DOCUMENT EXTRACT START
As Ezekiel will tell his people repeatedly and unsparingly, they are in this situation because they refused to accept the leadership of God and thus rebelled against him. Many verses of this book review with the people the events that led to this disaster and what they mean, God tells him that for this he should not expect to be well received but

whether they heed or resist—
for they are a rebellious house—
they shall know that a prophet has been among them.

(Eze 2:5)

A prophet reveals the presence of God both in judgement and mercy. He is not bound by time or place but speaks God’s word and that alone to the people.

This is brought out very powerfully in the section of Ezekiel which follows our reading today:

As for you, son of man, obey me when I speak to you:
be not rebellious like this house of rebellion,
but open your mouth and eat what I shall give you.
It was then I saw a hand stretched out to me, in which was a written scroll
which he unrolled before me.
It was covered with writing front and back,
and written on it was:
Lamentation and wailing and woe!

(Eze 2:8-10)

Son of man, he then said to me,
feed your belly and fill your stomach
with this scroll I am giving you.
I ate it, and it was as sweet
as honey in my mouth.

(Eze 3:3)

The prophet does not speak for himself but for God. It may be a difficult message to hear but as it is from God it is “sweet as honey” to speak.

Although Ezekiel died before the people were offered a way back to Jerusalem, he assured them in the name of God that they would return and rebuild the temple. Although the task was difficult and dangerous enough accepted that the temple was rebuilt, and its worship restored. There truly was a prophet among them.

And it is significant that he was a priest. Great prophecy emerges from powerful usually painful experiences. We previously noted that the professional and hereditary priesthood could perform its tasks only in the temple in Jerusalem. Ezekiel was now unable to offer sacrifice, the meaning of his life was taken from him. I think of the priests who in the last century were in jail in China and Russia and unable to celebrate Mass for years perhaps decades. This gave Ezekiel a particularly keen understanding of both the LORD’S power but also his desire not to sever his bond, covenant, with his people. His anguish is the author of his insight.
DOCUMENT EXTRACT END
SUPPLIED ENTRIES START
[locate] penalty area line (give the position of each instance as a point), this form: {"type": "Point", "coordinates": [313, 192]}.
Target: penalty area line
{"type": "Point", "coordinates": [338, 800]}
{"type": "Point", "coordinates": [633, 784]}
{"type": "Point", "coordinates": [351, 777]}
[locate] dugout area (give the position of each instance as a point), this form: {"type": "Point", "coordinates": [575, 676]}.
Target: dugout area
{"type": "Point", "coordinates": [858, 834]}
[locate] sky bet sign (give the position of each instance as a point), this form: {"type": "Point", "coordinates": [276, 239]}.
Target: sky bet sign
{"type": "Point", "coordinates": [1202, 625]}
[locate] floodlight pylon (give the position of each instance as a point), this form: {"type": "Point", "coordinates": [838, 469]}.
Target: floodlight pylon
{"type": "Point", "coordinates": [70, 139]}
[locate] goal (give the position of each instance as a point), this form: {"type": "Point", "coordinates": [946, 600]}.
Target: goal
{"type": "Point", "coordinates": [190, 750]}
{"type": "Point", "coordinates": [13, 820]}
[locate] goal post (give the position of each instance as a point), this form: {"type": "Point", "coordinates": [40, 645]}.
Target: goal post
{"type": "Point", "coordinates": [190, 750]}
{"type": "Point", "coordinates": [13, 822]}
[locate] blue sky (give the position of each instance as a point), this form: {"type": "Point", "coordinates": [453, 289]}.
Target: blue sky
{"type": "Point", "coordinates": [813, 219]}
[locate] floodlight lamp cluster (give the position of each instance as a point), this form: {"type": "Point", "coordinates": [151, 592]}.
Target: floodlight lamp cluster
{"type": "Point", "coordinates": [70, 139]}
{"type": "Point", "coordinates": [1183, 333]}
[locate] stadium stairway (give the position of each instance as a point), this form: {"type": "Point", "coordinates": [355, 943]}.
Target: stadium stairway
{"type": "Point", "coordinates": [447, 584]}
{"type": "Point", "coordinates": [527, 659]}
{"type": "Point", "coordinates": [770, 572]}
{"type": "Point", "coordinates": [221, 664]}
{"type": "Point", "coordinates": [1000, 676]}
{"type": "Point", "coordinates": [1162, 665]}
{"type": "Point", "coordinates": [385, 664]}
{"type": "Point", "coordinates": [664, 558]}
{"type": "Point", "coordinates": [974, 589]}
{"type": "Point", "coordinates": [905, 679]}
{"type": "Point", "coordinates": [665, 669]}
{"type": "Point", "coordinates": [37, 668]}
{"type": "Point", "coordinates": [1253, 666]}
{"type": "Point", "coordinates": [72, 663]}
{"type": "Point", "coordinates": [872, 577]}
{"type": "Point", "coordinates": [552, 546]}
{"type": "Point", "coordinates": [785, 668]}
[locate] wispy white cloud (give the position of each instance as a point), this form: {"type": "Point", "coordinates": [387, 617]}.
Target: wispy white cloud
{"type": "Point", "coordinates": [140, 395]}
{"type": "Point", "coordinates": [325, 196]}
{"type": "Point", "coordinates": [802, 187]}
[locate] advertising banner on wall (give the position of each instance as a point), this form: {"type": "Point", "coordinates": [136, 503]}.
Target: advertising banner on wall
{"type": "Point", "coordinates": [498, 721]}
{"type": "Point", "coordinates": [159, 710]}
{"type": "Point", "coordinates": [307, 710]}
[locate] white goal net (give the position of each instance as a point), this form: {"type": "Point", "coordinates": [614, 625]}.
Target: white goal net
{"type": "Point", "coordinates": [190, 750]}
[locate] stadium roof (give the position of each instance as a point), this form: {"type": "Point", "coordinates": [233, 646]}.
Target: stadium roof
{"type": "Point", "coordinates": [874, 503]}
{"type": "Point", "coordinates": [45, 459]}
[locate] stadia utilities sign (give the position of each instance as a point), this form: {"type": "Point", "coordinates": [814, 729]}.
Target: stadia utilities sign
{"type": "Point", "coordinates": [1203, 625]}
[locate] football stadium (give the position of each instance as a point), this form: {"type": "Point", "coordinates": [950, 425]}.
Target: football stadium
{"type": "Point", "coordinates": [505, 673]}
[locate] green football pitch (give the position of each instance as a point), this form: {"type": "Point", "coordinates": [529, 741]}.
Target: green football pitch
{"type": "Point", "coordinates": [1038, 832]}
SUPPLIED ENTRIES END
== TASK ==
Answer these about the reflection on Ezekiel:
(a) What words were written on the scroll?
(b) What did the scroll taste like when Ezekiel ate it?
(c) Where, according to the reflection, could the professional and hereditary priesthood perform its tasks?

== SOLUTION FOR THIS PROBLEM ==
(a) "Lamentation and wailing and woe!"
(b) It was as sweet as honey in his mouth.
(c) Only in the temple in Jerusalem.